Provided records:
----
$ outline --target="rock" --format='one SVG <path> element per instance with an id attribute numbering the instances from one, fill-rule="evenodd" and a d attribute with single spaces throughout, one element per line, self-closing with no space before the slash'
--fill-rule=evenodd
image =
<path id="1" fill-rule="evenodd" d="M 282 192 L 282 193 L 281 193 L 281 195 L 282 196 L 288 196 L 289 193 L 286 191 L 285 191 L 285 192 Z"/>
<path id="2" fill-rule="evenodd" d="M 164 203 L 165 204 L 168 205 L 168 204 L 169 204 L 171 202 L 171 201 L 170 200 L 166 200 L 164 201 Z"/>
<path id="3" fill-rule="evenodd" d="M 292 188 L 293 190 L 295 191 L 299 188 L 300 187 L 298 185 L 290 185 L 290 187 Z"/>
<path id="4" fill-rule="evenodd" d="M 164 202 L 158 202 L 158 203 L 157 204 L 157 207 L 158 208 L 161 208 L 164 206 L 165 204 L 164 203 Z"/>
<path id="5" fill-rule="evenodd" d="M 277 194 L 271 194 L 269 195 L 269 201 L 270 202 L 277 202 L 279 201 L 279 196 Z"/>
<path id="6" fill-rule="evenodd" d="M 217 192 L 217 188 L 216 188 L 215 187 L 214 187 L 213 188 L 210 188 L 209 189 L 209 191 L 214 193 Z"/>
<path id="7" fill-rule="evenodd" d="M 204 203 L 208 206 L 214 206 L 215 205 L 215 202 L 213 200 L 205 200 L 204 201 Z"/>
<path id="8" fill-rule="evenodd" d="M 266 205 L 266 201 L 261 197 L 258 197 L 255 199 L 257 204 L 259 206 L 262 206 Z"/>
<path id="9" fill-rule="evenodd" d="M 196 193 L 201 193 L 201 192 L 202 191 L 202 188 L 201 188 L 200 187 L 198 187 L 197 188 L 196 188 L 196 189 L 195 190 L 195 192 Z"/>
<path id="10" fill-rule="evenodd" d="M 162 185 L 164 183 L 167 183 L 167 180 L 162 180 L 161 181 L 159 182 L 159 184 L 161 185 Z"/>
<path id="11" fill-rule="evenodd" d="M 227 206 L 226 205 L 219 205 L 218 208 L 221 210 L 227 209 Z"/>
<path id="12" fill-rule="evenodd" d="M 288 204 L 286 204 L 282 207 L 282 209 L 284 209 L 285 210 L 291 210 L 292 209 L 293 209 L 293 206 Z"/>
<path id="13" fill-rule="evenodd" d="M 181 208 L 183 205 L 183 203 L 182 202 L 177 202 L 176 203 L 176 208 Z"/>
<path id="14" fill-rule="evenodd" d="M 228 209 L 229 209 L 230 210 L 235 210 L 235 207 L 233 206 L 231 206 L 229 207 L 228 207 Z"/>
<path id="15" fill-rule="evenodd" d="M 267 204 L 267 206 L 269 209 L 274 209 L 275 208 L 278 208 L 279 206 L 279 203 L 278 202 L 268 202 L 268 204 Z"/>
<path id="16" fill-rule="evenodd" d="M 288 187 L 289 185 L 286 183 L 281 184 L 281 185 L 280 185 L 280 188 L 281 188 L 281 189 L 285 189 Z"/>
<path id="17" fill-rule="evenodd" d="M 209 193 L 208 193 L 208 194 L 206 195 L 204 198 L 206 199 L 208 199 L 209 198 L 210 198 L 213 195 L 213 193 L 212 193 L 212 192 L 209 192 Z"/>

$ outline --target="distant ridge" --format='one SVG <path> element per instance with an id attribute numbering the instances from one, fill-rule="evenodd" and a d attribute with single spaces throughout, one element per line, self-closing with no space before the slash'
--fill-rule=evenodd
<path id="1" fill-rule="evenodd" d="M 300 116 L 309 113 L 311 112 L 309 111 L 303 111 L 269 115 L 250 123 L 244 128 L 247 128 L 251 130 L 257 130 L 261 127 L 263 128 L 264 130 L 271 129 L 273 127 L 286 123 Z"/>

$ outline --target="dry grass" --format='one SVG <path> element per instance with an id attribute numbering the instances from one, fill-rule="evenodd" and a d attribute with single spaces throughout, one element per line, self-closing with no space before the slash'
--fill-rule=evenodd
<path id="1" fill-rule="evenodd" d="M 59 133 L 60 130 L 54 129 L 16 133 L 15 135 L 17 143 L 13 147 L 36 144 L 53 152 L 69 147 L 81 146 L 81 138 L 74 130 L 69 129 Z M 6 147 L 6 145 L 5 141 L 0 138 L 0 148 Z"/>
----
Job:
Rewrite all of the lines above, putting "boulder" wherever "rock" appears and leaving everything else unchanged.

Task solution:
$ outline --target="boulder" --format='one SVG <path> element per instance with an id attribute numbering the instances from one, fill-rule="evenodd" and a d attribute with single spaces throughout, one element per line, self-closing with no space before the slash'
--fill-rule=evenodd
image =
<path id="1" fill-rule="evenodd" d="M 282 192 L 282 193 L 281 193 L 281 195 L 282 196 L 288 196 L 289 193 L 286 191 L 285 191 L 285 192 Z"/>
<path id="2" fill-rule="evenodd" d="M 164 203 L 165 204 L 168 205 L 168 204 L 169 204 L 171 202 L 171 201 L 170 200 L 166 200 L 164 201 Z"/>
<path id="3" fill-rule="evenodd" d="M 292 188 L 293 190 L 295 191 L 299 188 L 300 187 L 298 185 L 290 185 L 290 187 Z"/>
<path id="4" fill-rule="evenodd" d="M 164 202 L 158 202 L 158 203 L 157 204 L 157 207 L 158 208 L 161 208 L 164 206 L 165 204 L 164 203 Z"/>
<path id="5" fill-rule="evenodd" d="M 277 194 L 271 194 L 269 195 L 269 201 L 270 202 L 277 202 L 279 201 L 279 196 Z"/>
<path id="6" fill-rule="evenodd" d="M 217 192 L 217 188 L 216 188 L 215 187 L 214 187 L 213 188 L 210 188 L 209 189 L 209 191 L 214 193 Z"/>
<path id="7" fill-rule="evenodd" d="M 204 203 L 208 206 L 214 206 L 215 205 L 215 202 L 213 200 L 205 200 L 204 201 Z"/>
<path id="8" fill-rule="evenodd" d="M 266 205 L 266 201 L 261 197 L 258 197 L 255 199 L 257 204 L 259 206 L 262 206 Z"/>
<path id="9" fill-rule="evenodd" d="M 196 193 L 201 193 L 201 192 L 202 191 L 202 188 L 201 188 L 200 187 L 198 187 L 197 188 L 196 188 L 196 189 L 195 190 L 195 192 Z"/>
<path id="10" fill-rule="evenodd" d="M 162 185 L 164 183 L 167 183 L 167 180 L 162 180 L 161 181 L 159 182 L 159 184 L 161 185 Z"/>
<path id="11" fill-rule="evenodd" d="M 227 206 L 226 205 L 219 205 L 218 208 L 221 210 L 227 209 Z"/>
<path id="12" fill-rule="evenodd" d="M 288 204 L 286 204 L 282 207 L 282 209 L 284 209 L 285 210 L 291 210 L 292 209 L 293 209 L 293 206 Z"/>
<path id="13" fill-rule="evenodd" d="M 181 208 L 183 205 L 183 203 L 182 202 L 177 202 L 176 203 L 176 208 Z"/>
<path id="14" fill-rule="evenodd" d="M 228 209 L 229 209 L 230 210 L 235 210 L 235 207 L 233 206 L 231 206 L 229 207 L 228 207 Z"/>
<path id="15" fill-rule="evenodd" d="M 267 204 L 267 206 L 269 209 L 274 209 L 275 208 L 278 208 L 279 206 L 279 203 L 278 202 L 268 202 L 268 204 Z"/>
<path id="16" fill-rule="evenodd" d="M 288 187 L 289 185 L 286 183 L 281 184 L 281 185 L 280 185 L 280 188 L 281 188 L 281 189 L 285 189 Z"/>
<path id="17" fill-rule="evenodd" d="M 209 193 L 208 193 L 208 194 L 206 195 L 204 198 L 206 199 L 208 199 L 209 198 L 210 198 L 213 195 L 213 193 L 212 193 L 212 192 L 209 192 Z"/>

$ outline --target="distant ridge" --format='one SVG <path> element per instance with an id attribute numbering the instances from one, fill-rule="evenodd" and a d attribute with single spaces throughout, one element per line, self-closing with no space before the slash'
--fill-rule=evenodd
<path id="1" fill-rule="evenodd" d="M 300 116 L 309 113 L 311 112 L 309 111 L 303 111 L 269 115 L 250 123 L 244 128 L 247 128 L 251 130 L 257 130 L 261 127 L 263 128 L 264 130 L 271 129 L 273 127 L 286 123 Z"/>

$ outline --target="dry grass" --format='one SVG <path> element per instance with an id attribute numbering the instances from one, fill-rule="evenodd" and a d attribute with single spaces throughout, one element per line, self-closing with no space before the slash'
--fill-rule=evenodd
<path id="1" fill-rule="evenodd" d="M 59 133 L 60 130 L 54 129 L 16 133 L 15 135 L 17 143 L 13 147 L 36 144 L 53 152 L 69 147 L 81 146 L 81 138 L 74 130 L 69 129 Z M 6 147 L 6 145 L 5 141 L 0 138 L 0 148 Z"/>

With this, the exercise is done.